• [DIRECTION] Every entry should be repeated exactly. Omit the pictures.

Dataset excerpts on object pointing:
-----

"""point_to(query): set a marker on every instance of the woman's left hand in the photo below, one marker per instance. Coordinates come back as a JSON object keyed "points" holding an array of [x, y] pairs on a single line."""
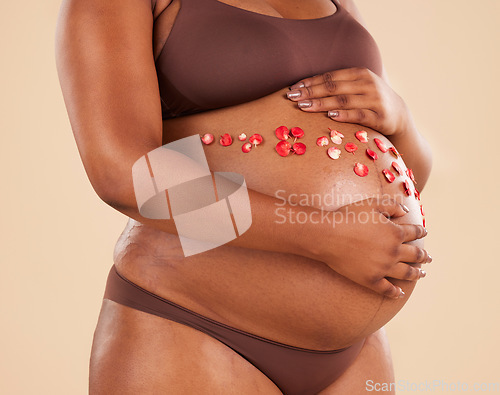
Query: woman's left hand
{"points": [[355, 95]]}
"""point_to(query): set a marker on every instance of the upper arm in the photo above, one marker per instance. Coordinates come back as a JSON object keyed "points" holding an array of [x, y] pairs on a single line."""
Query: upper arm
{"points": [[353, 10], [107, 74]]}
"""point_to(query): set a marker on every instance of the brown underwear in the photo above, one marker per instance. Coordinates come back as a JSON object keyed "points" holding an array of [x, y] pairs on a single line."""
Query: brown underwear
{"points": [[295, 370]]}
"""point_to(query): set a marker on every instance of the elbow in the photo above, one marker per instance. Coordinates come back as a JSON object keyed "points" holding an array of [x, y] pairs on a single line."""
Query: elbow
{"points": [[111, 186]]}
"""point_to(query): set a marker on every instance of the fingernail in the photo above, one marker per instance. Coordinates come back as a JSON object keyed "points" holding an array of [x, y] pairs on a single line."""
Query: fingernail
{"points": [[305, 104], [293, 94], [298, 85]]}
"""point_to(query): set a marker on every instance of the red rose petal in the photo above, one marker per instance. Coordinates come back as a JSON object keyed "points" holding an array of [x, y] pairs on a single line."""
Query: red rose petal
{"points": [[351, 147], [255, 139], [282, 133], [334, 152], [336, 136], [246, 147], [207, 138], [381, 146], [372, 154], [362, 136], [360, 169], [283, 148], [409, 172], [297, 132], [395, 152], [406, 187], [397, 168], [322, 141], [226, 140], [299, 148], [388, 175]]}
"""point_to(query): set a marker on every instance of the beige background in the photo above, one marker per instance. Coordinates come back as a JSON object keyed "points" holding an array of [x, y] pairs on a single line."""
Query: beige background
{"points": [[57, 237]]}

-----

• [REPLY]
"""point_to(query): set a marker on every instance of the woman's left hand in the photo below, one marker per instance. Coordinates come back as a JSON object keyed "points" holding an array of [x, y] pairs on a single line."""
Query: woman's left hand
{"points": [[355, 95]]}
"""point_to(query): set a marker on every instance of the upper arm in the photo above, one marker per instance. Coordinates come back as a JSON object keyed "points" holding an array of [x, y] pairs on a single line."""
Query: upper arm
{"points": [[353, 10], [107, 74]]}
"""point_to(query): set a marker on every instance of the brown underwear in the photo above, one marker per instance. Coordinates come back as a JSON object keyed "points" holding an array of [x, y] pairs on a single line."""
Query: brown underwear
{"points": [[295, 370]]}
"""point_to(query): set a marker on every instance of the elbow in the photo above, one marker per instance. Coordinates come back as a JSON object keyed "points" holding an array of [x, y] pairs on a single line."""
Query: elbow
{"points": [[111, 186]]}
"""point_to(query): set a marker on every instance of the fingernail in the photo above, one marker per instance. Coordinates come back as a JSON object keyed "points" holding an array of [x, y] pairs on a single line."""
Query: fingernail
{"points": [[305, 104], [293, 94], [298, 85]]}
"""point_to(query): set a marker on every instance of the red rose petal in the photo above, one marker per instance. Coordinates come back as a JSON object keyed "points" holding an array of [x, y] pairs on a single line."""
Query: red rose petal
{"points": [[351, 147], [255, 139], [282, 133], [334, 152], [336, 136], [246, 147], [207, 138], [381, 146], [372, 154], [362, 136], [360, 169], [283, 148], [409, 172], [297, 132], [395, 152], [406, 187], [397, 168], [322, 141], [226, 140], [299, 148], [388, 175]]}
"""point_to(query): set a marker on every instance of the beige background in the photo above, one marker per instance. Coordinates come back as a JSON object keyed "points" holding an array of [x, y] pairs on a single line."""
Query: beige background
{"points": [[57, 237]]}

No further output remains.